:: Task requirements ::
Please count the lines in the items below that contain the string "submarine", treating uppercase and lowercase letters as different, and reply with the number alone.

:: Provided records ::
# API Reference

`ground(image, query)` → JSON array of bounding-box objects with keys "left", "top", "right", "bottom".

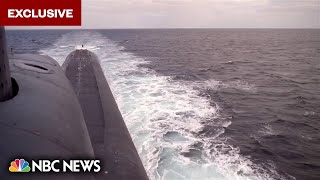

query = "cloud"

[{"left": 7, "top": 0, "right": 320, "bottom": 28}]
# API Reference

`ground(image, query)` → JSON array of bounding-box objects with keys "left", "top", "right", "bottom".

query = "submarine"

[{"left": 0, "top": 27, "right": 148, "bottom": 180}]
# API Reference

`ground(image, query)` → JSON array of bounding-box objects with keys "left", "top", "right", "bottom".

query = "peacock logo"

[{"left": 9, "top": 159, "right": 30, "bottom": 172}]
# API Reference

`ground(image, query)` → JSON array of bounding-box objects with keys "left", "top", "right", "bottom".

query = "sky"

[{"left": 10, "top": 0, "right": 320, "bottom": 29}]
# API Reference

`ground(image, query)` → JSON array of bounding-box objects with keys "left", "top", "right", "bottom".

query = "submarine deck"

[{"left": 62, "top": 50, "right": 148, "bottom": 180}]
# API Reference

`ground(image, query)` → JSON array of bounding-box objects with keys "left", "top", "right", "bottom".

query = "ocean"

[{"left": 7, "top": 29, "right": 320, "bottom": 180}]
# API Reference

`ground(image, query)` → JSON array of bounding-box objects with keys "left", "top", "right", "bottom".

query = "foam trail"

[{"left": 40, "top": 31, "right": 286, "bottom": 180}]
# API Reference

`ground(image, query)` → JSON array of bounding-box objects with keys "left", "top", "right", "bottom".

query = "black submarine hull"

[
  {"left": 0, "top": 27, "right": 148, "bottom": 180},
  {"left": 62, "top": 50, "right": 148, "bottom": 180}
]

:: Task solution ::
3